Find every line in the records below that contains the string "hillside", matching case exactly, and copy each of those lines in full.

— Begin Input for this task —

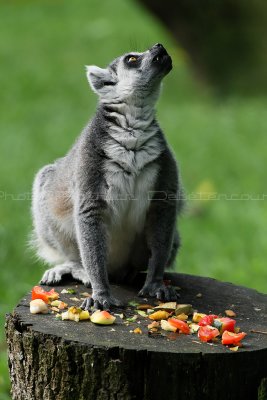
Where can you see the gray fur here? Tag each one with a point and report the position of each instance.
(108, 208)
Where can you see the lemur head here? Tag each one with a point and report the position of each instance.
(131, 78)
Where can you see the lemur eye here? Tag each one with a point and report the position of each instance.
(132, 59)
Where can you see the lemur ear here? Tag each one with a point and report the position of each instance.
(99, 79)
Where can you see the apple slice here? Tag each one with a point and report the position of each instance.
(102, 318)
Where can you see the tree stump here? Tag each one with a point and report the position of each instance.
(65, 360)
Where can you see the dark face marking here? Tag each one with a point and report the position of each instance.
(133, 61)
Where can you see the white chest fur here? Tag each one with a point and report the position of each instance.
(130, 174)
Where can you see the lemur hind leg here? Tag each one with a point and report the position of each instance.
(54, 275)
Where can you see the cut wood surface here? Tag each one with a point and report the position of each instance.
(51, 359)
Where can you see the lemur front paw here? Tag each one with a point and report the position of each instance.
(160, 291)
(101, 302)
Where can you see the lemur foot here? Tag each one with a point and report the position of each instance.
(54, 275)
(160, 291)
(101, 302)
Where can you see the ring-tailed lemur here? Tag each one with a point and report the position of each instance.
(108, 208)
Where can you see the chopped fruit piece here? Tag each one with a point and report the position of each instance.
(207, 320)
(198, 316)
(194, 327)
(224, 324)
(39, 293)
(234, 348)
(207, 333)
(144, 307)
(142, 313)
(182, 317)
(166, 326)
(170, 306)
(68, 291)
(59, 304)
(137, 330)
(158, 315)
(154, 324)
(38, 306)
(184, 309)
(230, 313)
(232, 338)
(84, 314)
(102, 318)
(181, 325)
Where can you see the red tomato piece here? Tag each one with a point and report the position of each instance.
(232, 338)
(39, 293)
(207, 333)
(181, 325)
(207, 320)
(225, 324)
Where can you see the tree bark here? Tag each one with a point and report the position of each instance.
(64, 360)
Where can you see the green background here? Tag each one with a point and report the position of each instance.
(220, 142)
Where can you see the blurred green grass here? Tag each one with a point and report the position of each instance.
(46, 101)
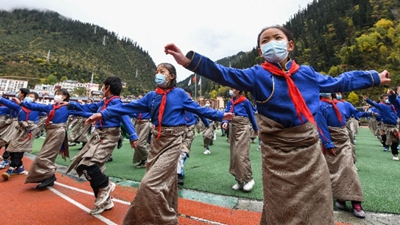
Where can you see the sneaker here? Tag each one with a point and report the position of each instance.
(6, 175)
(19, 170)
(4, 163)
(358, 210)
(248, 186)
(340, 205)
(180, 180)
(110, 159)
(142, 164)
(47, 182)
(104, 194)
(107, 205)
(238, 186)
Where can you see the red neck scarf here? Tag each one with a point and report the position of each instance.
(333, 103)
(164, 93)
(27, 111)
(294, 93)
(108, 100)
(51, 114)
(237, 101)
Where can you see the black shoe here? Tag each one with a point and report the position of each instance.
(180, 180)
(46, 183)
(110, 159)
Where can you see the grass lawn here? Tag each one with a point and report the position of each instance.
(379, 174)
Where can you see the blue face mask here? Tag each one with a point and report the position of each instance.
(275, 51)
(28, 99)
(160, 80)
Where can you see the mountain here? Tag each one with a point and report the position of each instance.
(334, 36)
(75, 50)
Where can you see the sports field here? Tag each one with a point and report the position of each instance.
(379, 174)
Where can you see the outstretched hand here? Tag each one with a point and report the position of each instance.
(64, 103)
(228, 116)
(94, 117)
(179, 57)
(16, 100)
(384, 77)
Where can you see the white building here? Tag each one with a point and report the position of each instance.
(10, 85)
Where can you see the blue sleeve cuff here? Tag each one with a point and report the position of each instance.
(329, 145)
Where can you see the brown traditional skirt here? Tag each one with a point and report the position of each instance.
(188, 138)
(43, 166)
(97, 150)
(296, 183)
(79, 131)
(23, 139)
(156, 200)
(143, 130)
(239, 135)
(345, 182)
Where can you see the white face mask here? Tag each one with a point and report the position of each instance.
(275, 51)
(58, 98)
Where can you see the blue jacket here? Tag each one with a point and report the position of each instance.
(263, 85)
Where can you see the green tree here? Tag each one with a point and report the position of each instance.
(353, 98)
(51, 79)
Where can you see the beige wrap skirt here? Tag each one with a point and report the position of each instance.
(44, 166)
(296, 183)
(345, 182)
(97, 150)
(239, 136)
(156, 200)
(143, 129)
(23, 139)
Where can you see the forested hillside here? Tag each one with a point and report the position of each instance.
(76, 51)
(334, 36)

— End Input for this task —
— Begin Input for this task —

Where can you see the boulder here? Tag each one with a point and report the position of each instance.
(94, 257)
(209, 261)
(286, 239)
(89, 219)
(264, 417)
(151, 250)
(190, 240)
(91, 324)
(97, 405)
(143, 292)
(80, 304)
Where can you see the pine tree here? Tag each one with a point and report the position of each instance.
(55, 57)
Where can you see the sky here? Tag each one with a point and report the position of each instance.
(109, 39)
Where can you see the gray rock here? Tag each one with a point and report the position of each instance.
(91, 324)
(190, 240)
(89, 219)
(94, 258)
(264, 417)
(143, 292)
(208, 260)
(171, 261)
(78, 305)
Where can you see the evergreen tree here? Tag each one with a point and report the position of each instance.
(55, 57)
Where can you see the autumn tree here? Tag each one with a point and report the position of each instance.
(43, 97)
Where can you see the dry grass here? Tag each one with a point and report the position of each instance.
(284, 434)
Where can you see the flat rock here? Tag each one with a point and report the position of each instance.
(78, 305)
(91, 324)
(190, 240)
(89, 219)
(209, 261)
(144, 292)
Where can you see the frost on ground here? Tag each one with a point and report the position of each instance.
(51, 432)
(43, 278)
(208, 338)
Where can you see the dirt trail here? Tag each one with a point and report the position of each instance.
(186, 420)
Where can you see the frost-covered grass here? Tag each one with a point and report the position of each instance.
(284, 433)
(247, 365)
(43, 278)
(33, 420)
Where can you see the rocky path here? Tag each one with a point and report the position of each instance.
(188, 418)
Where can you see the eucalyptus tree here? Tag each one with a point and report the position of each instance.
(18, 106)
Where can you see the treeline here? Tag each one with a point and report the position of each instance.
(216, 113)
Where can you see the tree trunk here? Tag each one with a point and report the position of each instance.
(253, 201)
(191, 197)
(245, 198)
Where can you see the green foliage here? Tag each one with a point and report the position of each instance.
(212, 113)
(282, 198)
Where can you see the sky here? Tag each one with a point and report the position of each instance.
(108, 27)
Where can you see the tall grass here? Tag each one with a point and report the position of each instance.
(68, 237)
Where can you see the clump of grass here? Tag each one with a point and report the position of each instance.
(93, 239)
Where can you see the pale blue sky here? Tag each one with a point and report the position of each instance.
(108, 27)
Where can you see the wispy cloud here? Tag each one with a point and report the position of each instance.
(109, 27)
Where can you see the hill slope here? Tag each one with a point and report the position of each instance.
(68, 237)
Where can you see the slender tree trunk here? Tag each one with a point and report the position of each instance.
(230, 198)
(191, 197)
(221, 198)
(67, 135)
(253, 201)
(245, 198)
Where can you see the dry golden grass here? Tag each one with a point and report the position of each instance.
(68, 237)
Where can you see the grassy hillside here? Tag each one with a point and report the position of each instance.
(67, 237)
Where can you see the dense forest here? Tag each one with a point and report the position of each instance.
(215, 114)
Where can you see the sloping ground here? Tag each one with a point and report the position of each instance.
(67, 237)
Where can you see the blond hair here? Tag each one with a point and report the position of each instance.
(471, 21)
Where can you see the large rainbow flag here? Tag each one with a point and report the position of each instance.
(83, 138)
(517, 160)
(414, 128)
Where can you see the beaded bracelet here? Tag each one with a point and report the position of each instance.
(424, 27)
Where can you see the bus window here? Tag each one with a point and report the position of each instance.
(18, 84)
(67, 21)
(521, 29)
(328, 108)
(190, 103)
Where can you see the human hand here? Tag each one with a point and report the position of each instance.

— End Input for this task —

Task response.
Where can you see the forested hillside here? Tag each one with a point and report the position of each instance.
Where can you see the grassy hillside here? Tag each one with a point and report the position of each instance.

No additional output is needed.